→ WORK REQUEST: Beginning with the line where "Every instance of the stainless steel refrigerator" appears, please restate each line of the records below word for word until the last one, inclusive, and nothing else.
==== SUPPLIED ENTRIES
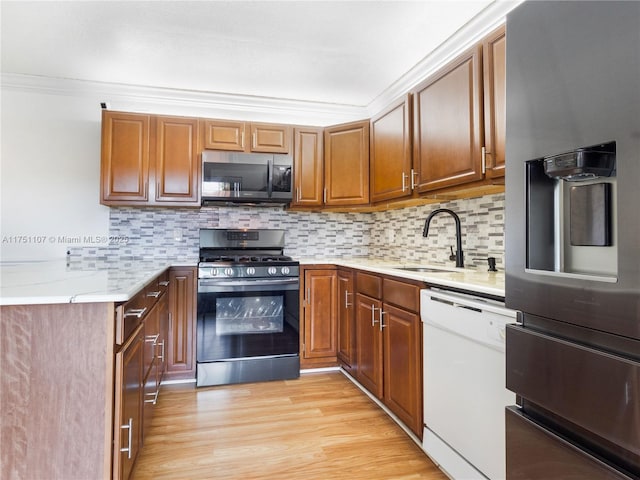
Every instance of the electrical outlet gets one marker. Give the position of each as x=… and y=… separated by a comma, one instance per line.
x=391, y=236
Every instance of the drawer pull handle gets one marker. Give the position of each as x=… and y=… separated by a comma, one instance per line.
x=153, y=400
x=128, y=426
x=135, y=312
x=373, y=315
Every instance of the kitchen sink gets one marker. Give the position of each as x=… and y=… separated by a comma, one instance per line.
x=425, y=269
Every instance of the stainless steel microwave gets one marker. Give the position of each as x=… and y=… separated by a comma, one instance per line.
x=232, y=177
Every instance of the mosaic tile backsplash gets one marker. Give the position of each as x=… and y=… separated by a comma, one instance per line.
x=392, y=235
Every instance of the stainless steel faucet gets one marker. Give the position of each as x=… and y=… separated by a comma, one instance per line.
x=459, y=255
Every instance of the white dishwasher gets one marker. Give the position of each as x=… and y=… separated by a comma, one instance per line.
x=464, y=383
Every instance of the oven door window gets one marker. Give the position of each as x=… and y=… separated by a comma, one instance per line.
x=248, y=315
x=234, y=325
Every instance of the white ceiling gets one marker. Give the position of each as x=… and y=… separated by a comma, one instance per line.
x=338, y=52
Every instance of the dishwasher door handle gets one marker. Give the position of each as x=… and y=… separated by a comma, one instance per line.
x=476, y=304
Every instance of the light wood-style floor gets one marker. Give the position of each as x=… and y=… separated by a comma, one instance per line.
x=318, y=427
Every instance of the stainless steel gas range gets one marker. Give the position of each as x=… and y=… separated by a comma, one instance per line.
x=248, y=308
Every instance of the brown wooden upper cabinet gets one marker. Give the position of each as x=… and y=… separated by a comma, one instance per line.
x=390, y=164
x=346, y=164
x=177, y=168
x=246, y=136
x=149, y=160
x=494, y=50
x=125, y=157
x=459, y=119
x=448, y=124
x=308, y=166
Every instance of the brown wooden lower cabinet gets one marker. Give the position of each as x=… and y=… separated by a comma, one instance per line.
x=346, y=320
x=319, y=311
x=180, y=348
x=369, y=344
x=389, y=345
x=127, y=427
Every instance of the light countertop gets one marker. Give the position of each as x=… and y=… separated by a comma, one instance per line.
x=474, y=281
x=118, y=280
x=47, y=282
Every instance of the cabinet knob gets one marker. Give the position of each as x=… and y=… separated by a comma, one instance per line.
x=128, y=426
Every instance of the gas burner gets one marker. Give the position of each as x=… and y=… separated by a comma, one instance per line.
x=275, y=258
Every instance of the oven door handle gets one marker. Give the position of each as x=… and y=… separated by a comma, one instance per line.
x=212, y=286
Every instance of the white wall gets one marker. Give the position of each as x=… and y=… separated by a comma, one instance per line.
x=49, y=174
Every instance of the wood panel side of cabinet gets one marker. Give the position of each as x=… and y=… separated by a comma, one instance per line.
x=346, y=164
x=177, y=165
x=320, y=314
x=495, y=123
x=57, y=390
x=402, y=366
x=128, y=415
x=308, y=166
x=390, y=160
x=448, y=129
x=182, y=319
x=124, y=166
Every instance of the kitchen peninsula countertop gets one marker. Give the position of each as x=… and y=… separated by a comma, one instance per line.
x=467, y=279
x=53, y=281
x=118, y=280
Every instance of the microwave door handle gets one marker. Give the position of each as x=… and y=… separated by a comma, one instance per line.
x=270, y=177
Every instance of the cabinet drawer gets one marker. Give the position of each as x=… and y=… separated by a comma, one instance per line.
x=370, y=285
x=401, y=294
x=129, y=315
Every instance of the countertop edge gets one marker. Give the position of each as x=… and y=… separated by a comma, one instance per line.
x=433, y=280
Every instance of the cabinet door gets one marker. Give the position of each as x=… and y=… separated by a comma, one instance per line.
x=127, y=432
x=124, y=168
x=369, y=344
x=346, y=166
x=161, y=347
x=308, y=167
x=390, y=162
x=320, y=312
x=176, y=160
x=346, y=327
x=402, y=366
x=223, y=135
x=182, y=317
x=494, y=51
x=447, y=122
x=270, y=138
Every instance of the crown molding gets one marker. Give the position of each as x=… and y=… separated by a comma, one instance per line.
x=471, y=33
x=158, y=100
x=134, y=98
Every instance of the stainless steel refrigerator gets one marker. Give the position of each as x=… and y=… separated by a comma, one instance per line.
x=573, y=240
========
→ COMPLETED TASK:
Every instance of the stainless steel refrigerator gets one marker. Give the position of each as x=… and y=… separated by a comma, one instance per line.
x=573, y=240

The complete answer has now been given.